• Complete the following:
1/ In the drug-pricing article, restate the paragraph beginning "Merck, with a market capitalization" as a short bulleted list that keeps its main facts.
2/ Carry on the drug-pricing article after its final sentence, in the same formal voice.

In a speech at the U.S. Department of Health and Human Services (HHS) on Oct. 25, President Trump detailed how he intends to reduce pharmaceutical prices. His administration plans to establish an "international pricing index" that links the price of certain drugs to what other developed nations pay.
The drugs under the microscope are only those generally administered in a doctor's office and covered under Part B of the Medicare program. Because pharmacy drugs are exempt from the plan at this stage, the impact on pharmaceutical companies is likely to be minimal. However, investors should keep up to date with further developments relating to the Trump administration's blueprint to lower drug prices, which was released in May.
Merck, with a market capitalization of $195.74 billion, manufactures therapeutic and preventative pharmaceuticals to treat cardiovascular disease, asthma, cancer and infections. The company's popular cancer immunotherapy drug Keytruda should continue to support the stock into 2019 – its sales increased 80.4% year over year (YoY) in the quarter ended September. As of Nov. 1, 2018, Merck stock has a year-to-date (YTD) return of 32.06% and pays investors a 3.02% dividend.
Merck's share price has traded steadily higher since April, with volume rising throughout October suggesting smart money accumulation. Investors may wish to buy the current breakout above $73 resistance or wait for a retracement to the uptrend line and 50-day simple moving average (SMA), where the stock should find support at the $70 level.

• Given data:
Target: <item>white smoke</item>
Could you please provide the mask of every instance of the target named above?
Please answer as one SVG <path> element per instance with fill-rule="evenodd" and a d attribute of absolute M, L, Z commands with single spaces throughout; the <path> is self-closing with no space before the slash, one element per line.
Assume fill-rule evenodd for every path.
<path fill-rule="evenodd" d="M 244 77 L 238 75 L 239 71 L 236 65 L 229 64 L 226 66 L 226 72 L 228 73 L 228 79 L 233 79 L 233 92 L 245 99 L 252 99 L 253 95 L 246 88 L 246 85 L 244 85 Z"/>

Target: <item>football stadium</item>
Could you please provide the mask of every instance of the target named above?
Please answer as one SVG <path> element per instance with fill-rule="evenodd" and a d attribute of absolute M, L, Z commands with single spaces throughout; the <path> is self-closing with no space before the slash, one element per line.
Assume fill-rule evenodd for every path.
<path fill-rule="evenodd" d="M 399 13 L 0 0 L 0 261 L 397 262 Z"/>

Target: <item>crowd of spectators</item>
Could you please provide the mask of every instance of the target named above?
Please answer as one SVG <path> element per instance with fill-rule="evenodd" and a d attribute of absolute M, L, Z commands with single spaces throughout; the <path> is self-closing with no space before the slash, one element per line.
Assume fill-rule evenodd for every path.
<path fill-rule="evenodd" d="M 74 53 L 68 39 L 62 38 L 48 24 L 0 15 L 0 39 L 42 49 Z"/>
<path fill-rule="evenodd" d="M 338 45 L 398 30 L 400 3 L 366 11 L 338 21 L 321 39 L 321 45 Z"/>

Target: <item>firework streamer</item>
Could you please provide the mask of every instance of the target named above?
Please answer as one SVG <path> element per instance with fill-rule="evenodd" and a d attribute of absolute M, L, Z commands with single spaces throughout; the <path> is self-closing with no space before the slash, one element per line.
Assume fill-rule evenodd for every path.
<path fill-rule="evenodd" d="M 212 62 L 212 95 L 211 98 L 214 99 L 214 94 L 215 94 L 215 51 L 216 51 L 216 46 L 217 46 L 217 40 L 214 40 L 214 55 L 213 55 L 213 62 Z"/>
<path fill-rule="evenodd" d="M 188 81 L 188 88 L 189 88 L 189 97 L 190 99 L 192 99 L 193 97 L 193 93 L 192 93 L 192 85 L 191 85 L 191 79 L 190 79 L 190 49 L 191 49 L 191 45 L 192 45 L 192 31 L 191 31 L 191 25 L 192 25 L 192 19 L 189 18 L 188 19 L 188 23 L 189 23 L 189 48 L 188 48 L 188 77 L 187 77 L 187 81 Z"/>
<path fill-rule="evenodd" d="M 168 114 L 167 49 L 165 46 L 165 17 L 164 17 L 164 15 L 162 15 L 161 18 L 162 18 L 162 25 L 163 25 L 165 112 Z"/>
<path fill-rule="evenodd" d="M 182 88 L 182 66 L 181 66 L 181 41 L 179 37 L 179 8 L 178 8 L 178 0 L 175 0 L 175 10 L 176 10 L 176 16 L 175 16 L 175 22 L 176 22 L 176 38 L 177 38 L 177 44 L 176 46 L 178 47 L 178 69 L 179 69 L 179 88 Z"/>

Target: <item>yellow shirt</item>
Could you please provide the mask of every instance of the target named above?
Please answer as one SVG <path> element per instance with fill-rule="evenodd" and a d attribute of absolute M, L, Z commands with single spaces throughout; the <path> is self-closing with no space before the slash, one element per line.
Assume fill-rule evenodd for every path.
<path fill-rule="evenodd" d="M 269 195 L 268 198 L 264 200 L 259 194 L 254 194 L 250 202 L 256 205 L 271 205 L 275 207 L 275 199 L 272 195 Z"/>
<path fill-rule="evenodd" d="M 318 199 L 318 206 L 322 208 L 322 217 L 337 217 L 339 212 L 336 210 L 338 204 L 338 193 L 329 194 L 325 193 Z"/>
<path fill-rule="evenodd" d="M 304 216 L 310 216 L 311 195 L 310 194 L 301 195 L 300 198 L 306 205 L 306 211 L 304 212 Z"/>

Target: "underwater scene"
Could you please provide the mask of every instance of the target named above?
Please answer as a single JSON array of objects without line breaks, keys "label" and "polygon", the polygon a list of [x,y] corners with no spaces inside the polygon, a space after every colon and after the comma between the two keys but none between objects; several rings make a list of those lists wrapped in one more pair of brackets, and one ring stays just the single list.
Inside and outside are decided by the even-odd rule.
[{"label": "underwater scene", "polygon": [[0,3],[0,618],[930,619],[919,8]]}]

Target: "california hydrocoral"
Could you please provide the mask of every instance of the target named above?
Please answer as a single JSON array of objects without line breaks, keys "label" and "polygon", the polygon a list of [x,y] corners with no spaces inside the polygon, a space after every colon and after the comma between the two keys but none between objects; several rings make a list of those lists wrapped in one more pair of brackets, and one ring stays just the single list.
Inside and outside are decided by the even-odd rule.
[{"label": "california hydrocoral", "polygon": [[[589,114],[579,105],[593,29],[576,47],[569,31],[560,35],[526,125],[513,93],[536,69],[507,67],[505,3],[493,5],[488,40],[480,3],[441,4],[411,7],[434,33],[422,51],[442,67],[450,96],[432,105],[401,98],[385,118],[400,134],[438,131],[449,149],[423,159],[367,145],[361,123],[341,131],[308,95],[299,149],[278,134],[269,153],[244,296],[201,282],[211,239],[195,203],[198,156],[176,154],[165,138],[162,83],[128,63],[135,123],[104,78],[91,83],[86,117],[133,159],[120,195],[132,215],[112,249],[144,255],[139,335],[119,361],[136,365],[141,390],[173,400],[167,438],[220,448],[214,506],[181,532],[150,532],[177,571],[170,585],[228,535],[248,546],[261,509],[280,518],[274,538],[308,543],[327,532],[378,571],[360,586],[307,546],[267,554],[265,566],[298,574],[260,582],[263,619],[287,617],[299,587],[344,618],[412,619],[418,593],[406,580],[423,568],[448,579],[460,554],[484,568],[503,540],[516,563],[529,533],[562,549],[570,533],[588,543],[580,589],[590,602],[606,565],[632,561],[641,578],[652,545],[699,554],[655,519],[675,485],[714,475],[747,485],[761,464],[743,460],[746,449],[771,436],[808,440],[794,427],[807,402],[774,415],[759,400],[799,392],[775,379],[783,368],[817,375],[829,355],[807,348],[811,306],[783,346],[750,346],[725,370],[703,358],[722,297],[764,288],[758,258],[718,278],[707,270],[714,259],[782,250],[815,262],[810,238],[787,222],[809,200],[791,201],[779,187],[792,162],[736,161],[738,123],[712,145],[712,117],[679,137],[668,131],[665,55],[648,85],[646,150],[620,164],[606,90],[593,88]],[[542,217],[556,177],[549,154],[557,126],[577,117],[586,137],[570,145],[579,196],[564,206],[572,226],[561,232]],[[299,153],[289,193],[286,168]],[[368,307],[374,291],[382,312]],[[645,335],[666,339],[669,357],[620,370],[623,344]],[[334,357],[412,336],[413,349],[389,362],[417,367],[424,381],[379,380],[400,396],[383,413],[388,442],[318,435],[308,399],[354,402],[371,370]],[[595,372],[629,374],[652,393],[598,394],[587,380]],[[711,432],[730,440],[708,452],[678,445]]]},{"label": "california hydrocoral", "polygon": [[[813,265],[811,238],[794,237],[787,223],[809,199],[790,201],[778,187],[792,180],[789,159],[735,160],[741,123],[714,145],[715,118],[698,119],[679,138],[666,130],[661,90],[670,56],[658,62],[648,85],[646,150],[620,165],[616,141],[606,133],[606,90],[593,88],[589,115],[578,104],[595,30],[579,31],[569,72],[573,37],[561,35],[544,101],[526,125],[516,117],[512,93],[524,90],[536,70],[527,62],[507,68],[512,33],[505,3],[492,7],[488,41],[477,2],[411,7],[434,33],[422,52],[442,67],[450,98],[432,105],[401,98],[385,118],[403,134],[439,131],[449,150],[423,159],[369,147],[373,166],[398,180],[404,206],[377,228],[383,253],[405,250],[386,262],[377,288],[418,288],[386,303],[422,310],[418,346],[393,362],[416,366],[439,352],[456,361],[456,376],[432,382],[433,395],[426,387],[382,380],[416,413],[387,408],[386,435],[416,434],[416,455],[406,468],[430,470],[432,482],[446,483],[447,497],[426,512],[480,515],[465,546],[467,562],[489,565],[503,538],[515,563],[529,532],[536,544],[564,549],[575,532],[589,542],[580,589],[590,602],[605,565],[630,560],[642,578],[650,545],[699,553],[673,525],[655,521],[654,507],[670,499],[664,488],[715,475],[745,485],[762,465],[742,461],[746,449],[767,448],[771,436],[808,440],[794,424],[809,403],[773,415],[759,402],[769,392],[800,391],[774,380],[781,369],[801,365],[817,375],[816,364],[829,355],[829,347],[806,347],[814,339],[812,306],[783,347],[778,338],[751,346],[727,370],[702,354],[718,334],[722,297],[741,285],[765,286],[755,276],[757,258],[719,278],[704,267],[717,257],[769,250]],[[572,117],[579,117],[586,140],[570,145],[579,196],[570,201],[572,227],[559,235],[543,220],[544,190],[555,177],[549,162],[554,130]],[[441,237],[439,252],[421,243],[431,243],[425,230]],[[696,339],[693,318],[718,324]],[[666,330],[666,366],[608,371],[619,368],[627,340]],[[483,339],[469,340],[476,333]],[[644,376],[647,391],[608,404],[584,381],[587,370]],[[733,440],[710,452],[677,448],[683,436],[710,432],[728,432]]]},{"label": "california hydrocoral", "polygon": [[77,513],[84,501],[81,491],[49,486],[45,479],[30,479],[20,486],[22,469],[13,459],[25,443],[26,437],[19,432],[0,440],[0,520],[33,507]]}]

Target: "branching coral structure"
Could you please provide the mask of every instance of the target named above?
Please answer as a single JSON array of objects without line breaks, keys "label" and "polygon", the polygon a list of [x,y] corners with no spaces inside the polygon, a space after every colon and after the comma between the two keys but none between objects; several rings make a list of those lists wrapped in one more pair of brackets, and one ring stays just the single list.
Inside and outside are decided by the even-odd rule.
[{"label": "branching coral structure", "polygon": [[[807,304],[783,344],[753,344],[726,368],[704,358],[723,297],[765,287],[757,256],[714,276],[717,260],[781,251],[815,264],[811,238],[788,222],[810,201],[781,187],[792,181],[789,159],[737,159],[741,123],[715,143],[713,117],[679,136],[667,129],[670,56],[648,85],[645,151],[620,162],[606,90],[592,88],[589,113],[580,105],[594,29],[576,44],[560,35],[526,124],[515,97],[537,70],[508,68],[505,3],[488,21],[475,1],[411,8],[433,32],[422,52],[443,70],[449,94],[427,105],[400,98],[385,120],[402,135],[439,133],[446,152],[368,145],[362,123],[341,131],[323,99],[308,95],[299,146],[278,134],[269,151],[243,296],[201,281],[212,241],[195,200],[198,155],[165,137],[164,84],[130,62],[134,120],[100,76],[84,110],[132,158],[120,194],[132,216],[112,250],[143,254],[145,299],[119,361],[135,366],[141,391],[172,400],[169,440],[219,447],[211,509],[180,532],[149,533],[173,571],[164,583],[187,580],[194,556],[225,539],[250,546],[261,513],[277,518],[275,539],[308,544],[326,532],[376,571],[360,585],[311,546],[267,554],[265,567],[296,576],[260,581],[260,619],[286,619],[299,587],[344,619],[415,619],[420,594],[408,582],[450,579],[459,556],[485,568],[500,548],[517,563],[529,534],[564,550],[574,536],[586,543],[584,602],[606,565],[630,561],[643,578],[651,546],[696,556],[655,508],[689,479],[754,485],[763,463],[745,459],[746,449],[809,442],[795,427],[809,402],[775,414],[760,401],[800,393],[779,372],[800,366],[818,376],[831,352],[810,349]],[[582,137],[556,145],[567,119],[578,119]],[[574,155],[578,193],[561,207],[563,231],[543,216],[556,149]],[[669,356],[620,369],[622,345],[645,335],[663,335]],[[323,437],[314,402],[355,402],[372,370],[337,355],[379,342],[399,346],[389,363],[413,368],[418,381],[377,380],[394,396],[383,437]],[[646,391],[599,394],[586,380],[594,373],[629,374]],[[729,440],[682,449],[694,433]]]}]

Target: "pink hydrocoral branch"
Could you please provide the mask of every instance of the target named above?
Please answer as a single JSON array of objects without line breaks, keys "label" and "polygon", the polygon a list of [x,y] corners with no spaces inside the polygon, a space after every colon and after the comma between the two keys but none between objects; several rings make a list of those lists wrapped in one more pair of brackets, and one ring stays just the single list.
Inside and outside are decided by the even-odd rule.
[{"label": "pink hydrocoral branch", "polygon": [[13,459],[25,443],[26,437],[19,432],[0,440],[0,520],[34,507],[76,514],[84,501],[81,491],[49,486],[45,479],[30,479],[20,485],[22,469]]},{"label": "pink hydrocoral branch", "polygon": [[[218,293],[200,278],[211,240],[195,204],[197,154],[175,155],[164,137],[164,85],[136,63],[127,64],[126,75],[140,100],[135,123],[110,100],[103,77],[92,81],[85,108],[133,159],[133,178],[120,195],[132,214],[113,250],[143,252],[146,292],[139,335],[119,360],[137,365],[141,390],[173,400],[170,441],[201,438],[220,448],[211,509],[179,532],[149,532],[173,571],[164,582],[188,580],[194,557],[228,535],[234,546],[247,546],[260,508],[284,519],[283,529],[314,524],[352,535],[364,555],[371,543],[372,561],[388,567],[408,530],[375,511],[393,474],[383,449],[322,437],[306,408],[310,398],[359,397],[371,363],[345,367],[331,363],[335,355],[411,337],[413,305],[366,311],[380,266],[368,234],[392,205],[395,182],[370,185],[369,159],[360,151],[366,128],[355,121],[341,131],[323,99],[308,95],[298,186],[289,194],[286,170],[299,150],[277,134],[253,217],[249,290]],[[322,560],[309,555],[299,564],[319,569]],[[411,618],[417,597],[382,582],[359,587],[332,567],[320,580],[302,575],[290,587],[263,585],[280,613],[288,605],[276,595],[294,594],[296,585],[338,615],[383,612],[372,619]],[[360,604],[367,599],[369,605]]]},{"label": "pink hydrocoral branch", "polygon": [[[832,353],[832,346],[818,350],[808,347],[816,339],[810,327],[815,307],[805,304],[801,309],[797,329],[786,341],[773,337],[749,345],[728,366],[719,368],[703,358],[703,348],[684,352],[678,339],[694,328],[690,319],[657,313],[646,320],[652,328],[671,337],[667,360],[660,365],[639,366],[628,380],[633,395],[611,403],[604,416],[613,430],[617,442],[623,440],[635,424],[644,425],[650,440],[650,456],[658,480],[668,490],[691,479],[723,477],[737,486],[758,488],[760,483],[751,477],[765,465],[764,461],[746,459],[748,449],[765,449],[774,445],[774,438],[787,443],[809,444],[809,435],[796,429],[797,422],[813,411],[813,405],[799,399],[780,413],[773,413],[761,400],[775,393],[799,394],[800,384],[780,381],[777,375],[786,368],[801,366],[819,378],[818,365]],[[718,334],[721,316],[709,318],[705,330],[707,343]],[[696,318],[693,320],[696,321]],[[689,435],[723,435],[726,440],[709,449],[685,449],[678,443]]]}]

• Answers per task:
1/
- Market capitalization: $195.74 billion
- Products: therapeutic and preventative pharmaceuticals for cardiovascular disease, asthma, cancer and infections
- Keytruda, its popular cancer immunotherapy drug, had sales up 80.4% year over year in the quarter ended September and should keep supporting the stock into 2019
- As of Nov. 1, 2018: year-to-date return of 32.06% and a 3.02% dividend

2/
Headquartered in New York, Pfizer, with annual sales of over $50 billion, is one of the world's largest pharmaceutical companies. Prescription drugs and vaccines account for the majority of the company's sales. Although Pfizer's third quarter (Q3) revenue fell short of analysts' expectations ($13.3 billion vs. $13.53 billion), the company had healthy Q3 YoY earnings per share (EPS) growth of 27.45%. Trading at $43.06, with a market cap of $252.42 billion and a forward dividend yield of 3.17%, the stock is up 21.23% YTD, outperforming the industry average gain by roughly 12% over the same period as of Nov. 1, 2018.
Pfizer shares oscillated within a trading range for the first half of 2018 before starting a trending move higher in July. The stock sold off through most of October and is now trading below its 50-day SMA. Investors should look for an entry point at the $41 level, where the stock is likely to find support from the uptrend line dating back to May.
Eli Lilly is a pharmaceutical company that focuses on neuroscience, endocrinology, oncology and immunology. It has a market cap of $116.46 billion and pays a dividend yield of 2.08%. The company's flagship products include Alimta, Forteo, Jardiance, Trulicity, Humalog and Humulin. Eli Lilly recently took a stake in Dicerna Pharmaceuticals, Inc. (DRNA) to gain an interest in gene-silencing technology. As of Nov. 1, 2018, the stock has returned 30.39% YTD.
Eli Lilly shares gapped up on Jul. 24 after the company reported second quarter earnings that surpassed the Street's expectations. Since that time, the company's share price has continued to trend sharply higher. Those who want to buy should seek an entry between $105 and $107 – an area that finds support from a six-month uptrend line and the top of a September consolidation range.